** SOURCE INFORMATION follows **
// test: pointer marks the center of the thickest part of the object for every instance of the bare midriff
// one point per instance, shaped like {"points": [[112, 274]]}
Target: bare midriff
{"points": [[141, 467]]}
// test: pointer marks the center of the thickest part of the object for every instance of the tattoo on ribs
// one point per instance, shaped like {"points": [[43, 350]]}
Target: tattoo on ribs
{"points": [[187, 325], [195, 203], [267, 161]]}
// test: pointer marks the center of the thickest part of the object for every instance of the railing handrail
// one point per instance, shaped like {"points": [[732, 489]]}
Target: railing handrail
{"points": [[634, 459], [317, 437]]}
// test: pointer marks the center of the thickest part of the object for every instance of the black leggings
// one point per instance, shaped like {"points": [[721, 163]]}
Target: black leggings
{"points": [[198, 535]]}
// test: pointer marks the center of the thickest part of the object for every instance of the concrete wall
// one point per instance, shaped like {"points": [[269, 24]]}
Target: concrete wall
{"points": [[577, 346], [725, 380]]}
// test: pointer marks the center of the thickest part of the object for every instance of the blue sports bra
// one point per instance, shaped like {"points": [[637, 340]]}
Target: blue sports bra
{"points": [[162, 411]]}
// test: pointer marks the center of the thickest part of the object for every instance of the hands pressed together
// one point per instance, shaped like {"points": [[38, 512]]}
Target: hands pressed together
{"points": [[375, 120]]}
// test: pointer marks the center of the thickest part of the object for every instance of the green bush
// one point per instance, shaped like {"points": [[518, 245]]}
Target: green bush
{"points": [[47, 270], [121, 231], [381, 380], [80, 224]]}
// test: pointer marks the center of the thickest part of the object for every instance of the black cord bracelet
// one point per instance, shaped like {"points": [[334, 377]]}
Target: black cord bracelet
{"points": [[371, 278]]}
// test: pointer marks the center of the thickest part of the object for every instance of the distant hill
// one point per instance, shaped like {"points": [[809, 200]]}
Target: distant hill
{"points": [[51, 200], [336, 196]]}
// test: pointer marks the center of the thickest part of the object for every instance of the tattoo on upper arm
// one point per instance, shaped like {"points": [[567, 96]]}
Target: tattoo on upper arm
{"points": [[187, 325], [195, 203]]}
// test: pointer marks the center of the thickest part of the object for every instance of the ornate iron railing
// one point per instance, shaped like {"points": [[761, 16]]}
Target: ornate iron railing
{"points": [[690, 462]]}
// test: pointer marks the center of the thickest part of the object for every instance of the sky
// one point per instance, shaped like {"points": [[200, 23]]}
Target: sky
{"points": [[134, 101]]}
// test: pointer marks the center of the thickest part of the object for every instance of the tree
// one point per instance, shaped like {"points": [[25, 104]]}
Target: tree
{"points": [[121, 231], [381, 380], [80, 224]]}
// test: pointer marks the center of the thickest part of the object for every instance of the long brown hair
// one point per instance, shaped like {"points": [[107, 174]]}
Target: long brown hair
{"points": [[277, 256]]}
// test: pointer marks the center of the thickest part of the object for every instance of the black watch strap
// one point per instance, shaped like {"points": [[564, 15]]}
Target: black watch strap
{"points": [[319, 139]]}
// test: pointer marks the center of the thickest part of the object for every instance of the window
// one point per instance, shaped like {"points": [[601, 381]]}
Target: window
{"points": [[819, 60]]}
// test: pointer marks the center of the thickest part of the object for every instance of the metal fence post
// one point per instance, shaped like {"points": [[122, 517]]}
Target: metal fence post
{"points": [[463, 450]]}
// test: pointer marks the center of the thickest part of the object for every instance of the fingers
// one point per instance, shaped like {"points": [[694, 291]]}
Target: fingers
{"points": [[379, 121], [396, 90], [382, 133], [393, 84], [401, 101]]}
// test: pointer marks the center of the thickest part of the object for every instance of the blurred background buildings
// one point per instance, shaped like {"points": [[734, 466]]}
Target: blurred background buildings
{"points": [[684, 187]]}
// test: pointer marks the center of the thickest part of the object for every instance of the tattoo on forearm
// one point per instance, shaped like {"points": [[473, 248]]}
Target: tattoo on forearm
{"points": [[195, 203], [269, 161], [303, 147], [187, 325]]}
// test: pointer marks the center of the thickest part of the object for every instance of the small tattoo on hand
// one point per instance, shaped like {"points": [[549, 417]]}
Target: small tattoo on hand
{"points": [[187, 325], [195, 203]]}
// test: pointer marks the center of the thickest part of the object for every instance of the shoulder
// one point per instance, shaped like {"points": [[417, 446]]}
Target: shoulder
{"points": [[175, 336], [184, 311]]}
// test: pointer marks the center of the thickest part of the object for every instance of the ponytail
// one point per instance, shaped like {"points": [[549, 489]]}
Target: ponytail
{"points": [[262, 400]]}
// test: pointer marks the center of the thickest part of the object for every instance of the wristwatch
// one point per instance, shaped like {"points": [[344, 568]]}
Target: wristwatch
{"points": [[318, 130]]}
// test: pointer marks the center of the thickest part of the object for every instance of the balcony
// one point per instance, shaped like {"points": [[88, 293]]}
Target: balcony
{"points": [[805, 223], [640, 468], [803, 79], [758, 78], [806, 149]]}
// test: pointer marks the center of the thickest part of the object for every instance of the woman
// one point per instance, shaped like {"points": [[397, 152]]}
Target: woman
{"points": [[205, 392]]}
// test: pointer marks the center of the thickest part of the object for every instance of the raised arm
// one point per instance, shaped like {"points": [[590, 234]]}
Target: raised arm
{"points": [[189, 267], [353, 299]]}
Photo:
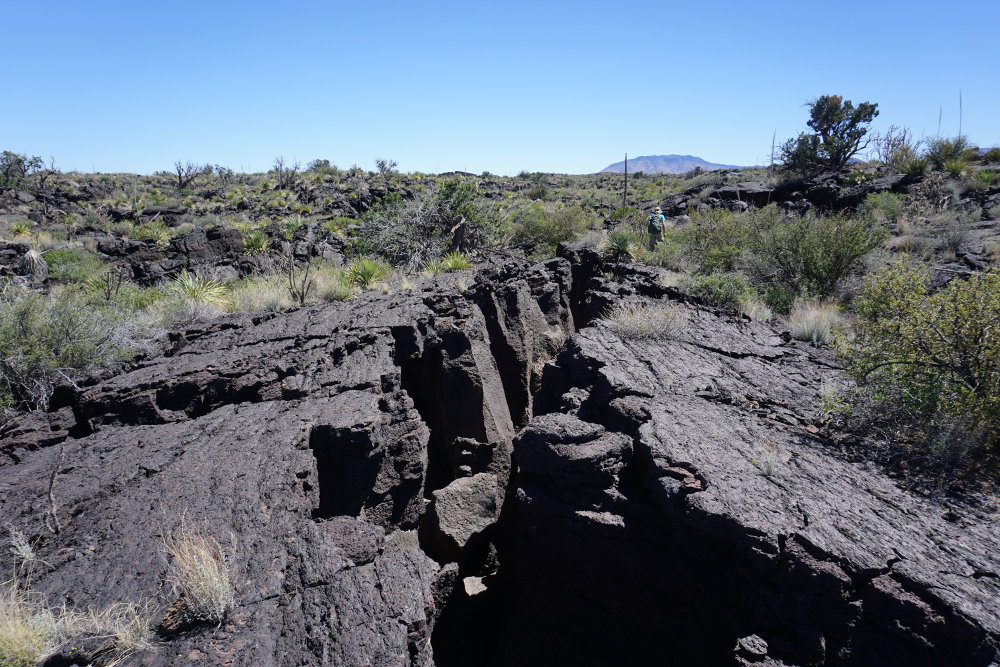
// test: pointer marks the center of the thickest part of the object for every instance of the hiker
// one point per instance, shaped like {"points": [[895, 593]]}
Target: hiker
{"points": [[654, 225]]}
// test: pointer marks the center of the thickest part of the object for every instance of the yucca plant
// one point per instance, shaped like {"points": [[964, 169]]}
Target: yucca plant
{"points": [[195, 288], [365, 272], [435, 267], [621, 247], [256, 243], [456, 261], [20, 228]]}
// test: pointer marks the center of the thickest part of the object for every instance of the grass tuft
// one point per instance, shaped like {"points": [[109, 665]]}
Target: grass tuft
{"points": [[647, 321]]}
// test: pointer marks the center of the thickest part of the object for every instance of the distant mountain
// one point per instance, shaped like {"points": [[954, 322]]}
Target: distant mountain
{"points": [[665, 164]]}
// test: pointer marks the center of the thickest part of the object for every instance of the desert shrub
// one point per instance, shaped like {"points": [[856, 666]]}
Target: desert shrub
{"points": [[21, 228], [647, 321], [910, 244], [47, 339], [264, 292], [883, 206], [14, 167], [73, 266], [200, 574], [256, 243], [983, 178], [941, 151], [930, 357], [810, 255], [715, 239], [434, 267], [411, 231], [191, 287], [621, 246], [338, 224], [814, 322], [456, 261], [955, 168], [154, 230], [722, 289], [366, 272], [540, 225], [670, 253]]}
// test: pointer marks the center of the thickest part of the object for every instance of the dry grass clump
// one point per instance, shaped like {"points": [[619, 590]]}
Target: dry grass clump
{"points": [[29, 630], [814, 322], [647, 321], [199, 573]]}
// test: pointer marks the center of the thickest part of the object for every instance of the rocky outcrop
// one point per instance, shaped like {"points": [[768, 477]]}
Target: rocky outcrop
{"points": [[486, 473], [678, 502]]}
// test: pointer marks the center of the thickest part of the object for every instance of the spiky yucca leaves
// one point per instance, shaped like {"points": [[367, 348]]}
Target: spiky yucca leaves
{"points": [[191, 287], [366, 272]]}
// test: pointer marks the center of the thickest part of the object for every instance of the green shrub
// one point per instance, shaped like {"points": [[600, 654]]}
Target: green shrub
{"points": [[546, 225], [73, 266], [191, 287], [256, 243], [456, 261], [621, 247], [716, 238], [810, 255], [933, 357], [47, 338], [722, 289], [839, 134], [365, 272], [886, 206]]}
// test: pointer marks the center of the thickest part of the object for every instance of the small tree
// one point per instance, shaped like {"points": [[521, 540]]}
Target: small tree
{"points": [[188, 171], [387, 168], [840, 131], [285, 173], [14, 167]]}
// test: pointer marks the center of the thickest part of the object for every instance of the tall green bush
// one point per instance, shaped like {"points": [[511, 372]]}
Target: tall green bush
{"points": [[933, 356]]}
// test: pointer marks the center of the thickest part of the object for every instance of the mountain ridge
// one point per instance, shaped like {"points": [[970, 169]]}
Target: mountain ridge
{"points": [[666, 164]]}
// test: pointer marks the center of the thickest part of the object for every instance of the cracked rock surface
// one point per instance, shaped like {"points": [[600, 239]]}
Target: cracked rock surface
{"points": [[491, 475]]}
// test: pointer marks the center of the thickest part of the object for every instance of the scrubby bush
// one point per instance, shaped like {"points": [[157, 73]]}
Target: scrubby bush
{"points": [[48, 339], [256, 243], [930, 357], [621, 246], [73, 266], [456, 261], [542, 226], [810, 255], [716, 238], [882, 206]]}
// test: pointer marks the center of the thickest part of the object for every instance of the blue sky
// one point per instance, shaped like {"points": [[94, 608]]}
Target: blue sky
{"points": [[437, 86]]}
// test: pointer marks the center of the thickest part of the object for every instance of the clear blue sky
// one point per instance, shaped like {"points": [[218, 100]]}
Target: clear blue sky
{"points": [[540, 86]]}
** End of SOURCE INFORMATION **
In the entries above, find the line with "Target: distant hill" and the line with "instance of the sky", then restate word for word both of them and every line between, with nothing more.

RESULT —
Target: distant hill
{"points": [[51, 200], [336, 196]]}
// test: pointer marks the center of the thickest part of the object for every instance of the tattoo on upper arm
// one point per instance, shaped like {"points": [[567, 96]]}
Target: tattoo on upper arm
{"points": [[187, 325], [195, 203]]}
// test: pointer marks the center of the thickest part of the object for every instance of the ornate iron railing
// one point per instance, shaped like {"points": [[761, 16]]}
Target: ornate iron railing
{"points": [[690, 462]]}
// test: pointer marks the center of the thickest part of the object for every instance of the sky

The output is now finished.